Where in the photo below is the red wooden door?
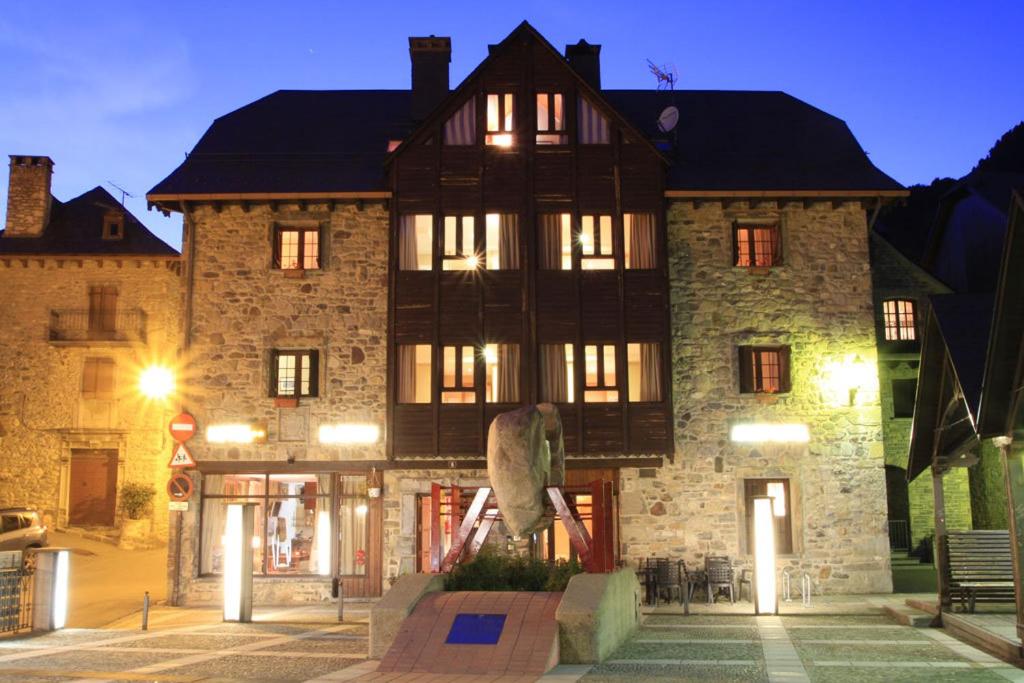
[68,450,118,526]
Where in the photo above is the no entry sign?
[171,413,196,443]
[167,472,193,502]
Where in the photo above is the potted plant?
[118,481,157,549]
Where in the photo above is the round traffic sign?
[170,413,196,443]
[167,472,193,501]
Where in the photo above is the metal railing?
[0,566,33,633]
[889,519,910,551]
[50,308,145,342]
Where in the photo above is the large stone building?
[0,156,180,542]
[148,24,904,603]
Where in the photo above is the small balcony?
[50,308,145,344]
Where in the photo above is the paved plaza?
[0,596,1024,683]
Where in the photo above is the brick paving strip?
[757,616,811,683]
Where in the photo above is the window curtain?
[338,476,370,577]
[627,213,657,270]
[538,213,562,270]
[498,213,519,270]
[395,344,416,403]
[497,344,519,403]
[309,474,332,577]
[541,344,569,403]
[444,97,476,144]
[577,97,611,144]
[398,214,419,270]
[199,474,225,573]
[640,344,662,400]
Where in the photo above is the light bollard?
[224,503,256,623]
[754,496,778,614]
[32,548,71,631]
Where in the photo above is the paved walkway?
[0,596,1024,683]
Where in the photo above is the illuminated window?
[484,213,519,270]
[398,214,434,270]
[538,213,572,270]
[537,92,568,144]
[626,342,662,401]
[82,358,115,398]
[441,344,476,403]
[882,299,918,341]
[484,92,515,147]
[732,224,782,267]
[739,346,790,393]
[483,344,519,403]
[623,213,657,270]
[441,216,473,270]
[270,350,319,397]
[395,344,433,403]
[583,344,618,403]
[274,227,319,270]
[580,216,615,270]
[743,479,793,555]
[539,343,575,403]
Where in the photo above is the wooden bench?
[945,530,1014,612]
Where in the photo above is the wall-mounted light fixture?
[206,424,266,443]
[754,496,778,614]
[319,423,381,445]
[223,503,259,622]
[729,423,811,443]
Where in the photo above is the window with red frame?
[732,224,782,268]
[739,346,790,393]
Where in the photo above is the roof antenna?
[647,59,679,152]
[106,180,135,206]
[647,59,679,90]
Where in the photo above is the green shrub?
[444,549,583,592]
[121,481,157,519]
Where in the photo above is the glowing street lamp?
[754,496,778,614]
[138,366,175,400]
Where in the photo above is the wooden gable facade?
[388,25,673,461]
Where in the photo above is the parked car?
[0,508,46,551]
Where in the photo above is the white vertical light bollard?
[223,503,256,623]
[754,496,778,614]
[32,548,71,631]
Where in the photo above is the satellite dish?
[657,106,679,133]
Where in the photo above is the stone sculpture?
[487,403,565,537]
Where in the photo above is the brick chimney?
[565,39,601,90]
[4,155,53,238]
[409,36,452,121]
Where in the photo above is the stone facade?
[0,253,180,540]
[621,202,891,593]
[169,202,390,603]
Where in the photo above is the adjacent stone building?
[148,23,905,603]
[0,156,181,543]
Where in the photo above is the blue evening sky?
[0,0,1024,246]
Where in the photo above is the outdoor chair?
[705,557,736,604]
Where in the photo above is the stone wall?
[621,202,891,593]
[168,198,394,604]
[0,256,180,539]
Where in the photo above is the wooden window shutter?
[270,351,278,397]
[778,346,793,393]
[739,346,754,393]
[309,351,319,396]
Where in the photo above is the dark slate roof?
[0,186,179,256]
[929,293,992,423]
[603,90,903,190]
[150,90,902,197]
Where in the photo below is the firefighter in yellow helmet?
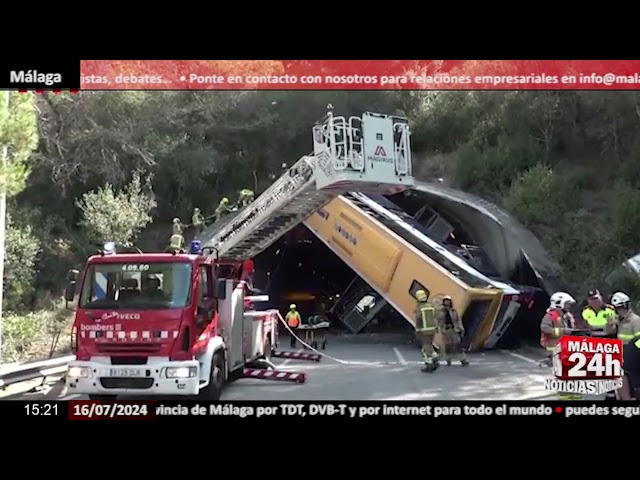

######

#### REQUIREMENT
Can you repeat all of the data with every "wooden" swapped for "timber", changing nothing else and leaving out the pictures?

#### PROBLEM SOLUTION
Where in the photo below is the red timber door?
[68,450,118,526]
Where in the photo above is the no entry sign?
[171,413,196,443]
[167,472,193,502]
Where in the photo above is the potted plant?
[118,481,157,549]
Where in the photo above is the round traffic sign?
[170,413,196,443]
[167,472,193,501]
Where in the photo above is the metal railing?
[0,566,33,633]
[889,519,910,551]
[50,308,145,342]
Where in the photo above is the large stone building?
[0,156,180,542]
[148,24,904,603]
Where in the photo above is the small balcony?
[50,308,145,344]
Where in the photo above is the paved plaza?
[0,596,1024,683]
Where in the photo above is the brick paving strip?
[757,616,811,683]
Where in the photo above is the window curtain?
[338,476,370,577]
[627,213,657,270]
[538,213,562,270]
[498,213,519,270]
[395,344,416,403]
[497,344,519,403]
[309,474,332,577]
[541,344,569,403]
[444,97,476,144]
[577,97,611,144]
[398,214,419,270]
[199,474,225,573]
[640,344,662,400]
Where in the photo above is the light bollard?
[224,503,256,623]
[754,496,778,614]
[32,548,71,631]
Where in the photo above is the paved walkway?
[0,596,1024,683]
Where in the photo above is the illuminated window?
[484,213,519,270]
[398,214,434,270]
[538,213,572,270]
[537,92,568,144]
[626,342,662,401]
[82,358,115,398]
[441,344,476,403]
[882,299,918,341]
[484,92,515,147]
[732,224,782,267]
[739,346,790,393]
[483,344,519,403]
[623,213,657,270]
[441,216,473,270]
[270,350,319,397]
[395,344,433,403]
[583,344,618,403]
[274,227,319,270]
[580,216,615,270]
[743,479,793,555]
[539,343,575,403]
Where in the photo above is the timber bench?
[945,530,1014,612]
Where in the photo above is the wall-mounted light fixture?
[206,424,266,443]
[754,496,778,614]
[319,423,381,445]
[223,503,259,622]
[729,423,811,443]
Where in the photo above is the window with red frame?
[732,224,782,268]
[739,346,790,393]
Where in the photo above is the roof antenna?
[647,59,679,152]
[106,180,135,206]
[647,59,679,90]
Where in the photo above is the green shrub?
[444,549,583,592]
[121,481,157,519]
Where in the photo above is the glowing street lamp?
[754,496,778,614]
[138,366,175,400]
Where in the photo above is the timber gable facade?
[388,25,673,461]
Where in the photo above is the parked car?
[0,508,46,551]
Where in the photo above is the white vertical light bollard?
[223,503,256,623]
[754,496,778,614]
[32,548,71,631]
Where in the photo above is the satellite dish?
[657,106,679,133]
Where in the photo above is the stone sculpture?
[487,403,565,537]
Where in the photo above is the brick chimney?
[565,39,601,90]
[4,155,53,238]
[409,36,452,121]
Where in the photo above is the stone facade?
[0,253,180,540]
[621,202,891,593]
[169,202,390,603]
Where in the photo above is the adjacent stone building?
[148,23,905,603]
[0,156,181,543]
Where in the photo above is the blue evening sky?
[0,0,1024,246]
Where in the photo above is the outdoor chair?
[705,557,736,604]
Where in the photo above is the stone wall?
[621,202,891,593]
[168,198,394,604]
[0,256,180,539]
Where in the photo above is the timber window shutter?
[270,351,278,397]
[778,346,793,393]
[739,346,754,393]
[309,351,319,396]
Where in the photo above is the dark slate roof?
[0,186,179,256]
[929,293,992,423]
[603,90,903,190]
[150,90,902,197]
Where in the photo below is the firefighter in yellow helmet?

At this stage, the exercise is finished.